**Text provided**:
:::::
Mise en Scene as Technology:
Reconnecting the art with the technical
At the heart of all discussions of cinema style, form and, indeed, cinema as an art; is Mise en Scene. It seems such a simple thing...
The fundamental tool at the filmmaker’s disposal is their ability to selectively and specifically populate the frame with visible things; to place into the frame what is important, to leave out what is not and to arrange those contents in such a way as to produce understanding and comprehension on the part of the viewer.
As such, it seemed an obvious stride for theatrical ideas of being ‘on-stage’ to step over to the new illuminated moving image and for the camera viewfinder’s frame to take on the same micro-universe as the proscenium arch. Hence the term, derived from the French, Mise en scene meaning, rather literally, to ‘place on the stage’ or ‘put into the scene’. As such Mise en Scene is decidedly a verb - or as they taught us in primary school - a 'doing' word, an action.
However, despite referring as it does - in literal terms - to a proactive undertaking by a filmmaker, the term is most widely used in scholarly examination of cinema as a means of post-creation analysis; an analysis that is very often exceedingly broad in its judgment of artistic merit, cultural position, and sociological attitude rather specific artistic style and filmmaking craft. For filmmakers Mise en scene is a verb, a process; but for cinema studies it has been hijacked and corralled into service as a passive and openly re-interpreted noun.
:::::
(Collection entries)
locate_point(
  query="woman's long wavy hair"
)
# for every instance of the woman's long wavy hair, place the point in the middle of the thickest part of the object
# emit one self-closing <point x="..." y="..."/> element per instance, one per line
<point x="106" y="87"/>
:::::
**What you will do**:
1. According to the text on Mise en Scene, what does the French term mean when taken rather literally?
2. Reproduce the records above line for line, with no changes.

**Worked solutions**:
1. It means to "place on the stage" or "put into the scene."

2.
locate_point(
  query="woman's long wavy hair"
)
# for every instance of the woman's long wavy hair, place the point in the middle of the thickest part of the object
# emit one self-closing <point x="..." y="..."/> element per instance, one per line
<point x="106" y="87"/>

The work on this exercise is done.